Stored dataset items
────────
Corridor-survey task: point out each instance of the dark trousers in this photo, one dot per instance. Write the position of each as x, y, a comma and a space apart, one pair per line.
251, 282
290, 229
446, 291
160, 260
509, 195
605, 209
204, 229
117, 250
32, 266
────────
• PROBLEM: Transcribe each entry word for word.

• RESULT OF THE TASK:
Corridor-survey task: point out each instance of the dark trousers in this photo, one dot per instance. Write the position of each as x, y, a comma and a space apart, one pair per line.
251, 282
290, 229
446, 291
160, 260
509, 195
605, 209
204, 229
117, 250
32, 266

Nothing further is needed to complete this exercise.